Restate word for word the part of the article on the Wyss Campaign for Nature from "To help fight" up to and including "a natural state.".

Selected extract section start

$1 Billion Effort Launched to Protect 30% of the Planet by 2030

Culture

Hwange National Park, Zimbabwe. Steven dosRemedios / Flickr / CC BY-ND 2.0

If you follow environmental news, every day it seems like the
world is getting worse. One landmark study found that animals are going extinct 1,000 times faster than their natural rate because of human influence and habitat loss.

To help fight back against these worrying trends, Swiss billionaire and conservationist Hansjörg Wyss will be donating $1 billion over the next 10 years through his
Wyss Foundation.


In a
New York Times op-ed published Wednesday, Wyss wrote that the natural world is best conserved as public national parks, wildlife refuges and marine reserves, “forever open for everyone to experience and explore.”

Scientists have concluded that at least 50 percent of the planet needs to be protected in order to save a large majority of plant and wildlife species from extinction. However, as Wyss noted, only 15 percent of the planet’s lands and 7 percent of the oceans have been protected in a natural state.

“Every one of us—citizens, philanthropists, business and government leaders—should be troubled by the enormous gap between how little of our natural world is currently protected and how much should be protected,” he wrote. “It is a gap that we must urgently narrow, before our human footprint consumes the Earth’s remaining wild places.

Wyss said the $1 billion will go toward a United Nations goal of protecting 30 percent of the planet by 2030.

To achieve this goal, Wyss has partnered with the
National Geographic Society, the Nature Conservancy and Argentine conservation group Fundacion Flora y Fauna to launch the Wyss Campaign for Nature.

The campaign focuses on four primary strategies: supporting locally led conservation projects; encouraging the international conservation targets; raising public awareness of the conservation crisis; and investing in science, according to a
press release of the initiative.

“The Nature Conservancy is proud to be among other great organizations receiving funding for the first round of on-the-ground projects that the Wyss Campaign for Nature is supporting,” Mark Tercek, the CEO of the Nature Conservancy,
wrote. “All together, these projects will help protect around 10 million acres of land and 17,000 square kilometers of ocean areas across thirteen countries.”

The Nature Conservancy will use the $6.9 million in funding from the Wyss Campaign for Nature to expand its “Blue Bonds” conservation finance tool in the
Caribbean, and will work with local partners to create a more than 200,000-acre sustainable agriculture zone and protected area in Australia’s Murray-Darling Basin.

Selected extract section end
Recorded information section start

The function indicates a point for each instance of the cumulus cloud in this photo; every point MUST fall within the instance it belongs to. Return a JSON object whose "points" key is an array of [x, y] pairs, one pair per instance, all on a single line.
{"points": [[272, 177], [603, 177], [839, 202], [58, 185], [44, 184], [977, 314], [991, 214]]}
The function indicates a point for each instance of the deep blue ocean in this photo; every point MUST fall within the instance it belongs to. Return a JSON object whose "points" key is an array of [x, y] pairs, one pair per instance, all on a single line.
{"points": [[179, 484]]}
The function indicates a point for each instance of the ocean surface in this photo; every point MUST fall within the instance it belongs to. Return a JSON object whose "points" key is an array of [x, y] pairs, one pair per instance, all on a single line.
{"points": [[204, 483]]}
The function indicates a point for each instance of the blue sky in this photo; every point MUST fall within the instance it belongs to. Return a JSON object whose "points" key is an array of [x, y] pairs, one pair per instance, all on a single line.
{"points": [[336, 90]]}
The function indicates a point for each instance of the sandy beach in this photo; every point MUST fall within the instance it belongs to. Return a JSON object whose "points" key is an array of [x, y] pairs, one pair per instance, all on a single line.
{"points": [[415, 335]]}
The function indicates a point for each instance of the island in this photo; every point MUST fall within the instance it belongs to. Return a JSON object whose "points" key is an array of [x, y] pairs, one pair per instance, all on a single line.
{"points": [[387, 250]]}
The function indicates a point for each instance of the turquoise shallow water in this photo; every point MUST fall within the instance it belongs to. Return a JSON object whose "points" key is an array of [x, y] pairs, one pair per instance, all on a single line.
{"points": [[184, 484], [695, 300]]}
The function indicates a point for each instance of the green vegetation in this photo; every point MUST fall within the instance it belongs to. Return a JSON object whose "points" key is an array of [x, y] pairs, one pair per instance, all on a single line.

Recorded information section end

### Task response
To help fight back against these worrying trends, Swiss billionaire and conservationist Hansjörg Wyss will be donating $1 billion over the next 10 years through his
Wyss Foundation.


In a
New York Times op-ed published Wednesday, Wyss wrote that the natural world is best conserved as public national parks, wildlife refuges and marine reserves, “forever open for everyone to experience and explore.”

Scientists have concluded that at least 50 percent of the planet needs to be protected in order to save a large majority of plant and wildlife species from extinction. However, as Wyss noted, only 15 percent of the planet’s lands and 7 percent of the oceans have been protected in a natural state.